# Exercise:
The answer must be every line from the entries below that contains "target".

──────── Task data ────────

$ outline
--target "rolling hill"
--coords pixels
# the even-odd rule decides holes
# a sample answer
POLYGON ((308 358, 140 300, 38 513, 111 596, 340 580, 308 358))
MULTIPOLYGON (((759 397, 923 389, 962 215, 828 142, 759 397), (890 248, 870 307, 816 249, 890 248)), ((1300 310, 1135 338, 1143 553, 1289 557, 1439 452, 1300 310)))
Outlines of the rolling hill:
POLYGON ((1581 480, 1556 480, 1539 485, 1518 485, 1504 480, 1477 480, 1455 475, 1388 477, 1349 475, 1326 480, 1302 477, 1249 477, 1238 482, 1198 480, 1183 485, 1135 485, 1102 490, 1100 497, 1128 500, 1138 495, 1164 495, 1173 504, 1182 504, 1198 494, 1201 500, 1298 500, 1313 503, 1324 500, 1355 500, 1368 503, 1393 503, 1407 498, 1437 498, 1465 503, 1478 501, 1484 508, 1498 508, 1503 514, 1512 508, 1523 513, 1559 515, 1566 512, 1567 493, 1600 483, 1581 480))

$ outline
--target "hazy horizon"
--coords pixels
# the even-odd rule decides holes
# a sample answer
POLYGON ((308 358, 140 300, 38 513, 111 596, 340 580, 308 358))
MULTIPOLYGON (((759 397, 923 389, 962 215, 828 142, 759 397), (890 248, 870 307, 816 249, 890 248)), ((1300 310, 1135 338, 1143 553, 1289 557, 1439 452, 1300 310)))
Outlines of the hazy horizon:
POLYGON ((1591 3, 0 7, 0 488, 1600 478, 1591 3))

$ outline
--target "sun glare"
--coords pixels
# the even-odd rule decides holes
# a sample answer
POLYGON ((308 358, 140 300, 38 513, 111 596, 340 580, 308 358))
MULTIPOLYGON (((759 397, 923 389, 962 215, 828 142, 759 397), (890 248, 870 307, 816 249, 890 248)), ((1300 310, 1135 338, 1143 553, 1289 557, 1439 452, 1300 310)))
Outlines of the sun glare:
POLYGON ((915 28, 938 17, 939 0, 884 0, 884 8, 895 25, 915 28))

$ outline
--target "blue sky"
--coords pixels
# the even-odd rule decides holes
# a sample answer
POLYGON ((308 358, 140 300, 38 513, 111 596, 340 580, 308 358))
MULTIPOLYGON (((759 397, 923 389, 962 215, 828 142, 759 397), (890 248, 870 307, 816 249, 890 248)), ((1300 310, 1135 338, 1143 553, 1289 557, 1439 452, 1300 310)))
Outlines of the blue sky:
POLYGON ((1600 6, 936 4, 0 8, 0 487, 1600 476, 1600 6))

────────

# Solution for this exercise:
--target "rolling hill"
--target "hazy horizon"
--target "sun glare"
--target "blue sky"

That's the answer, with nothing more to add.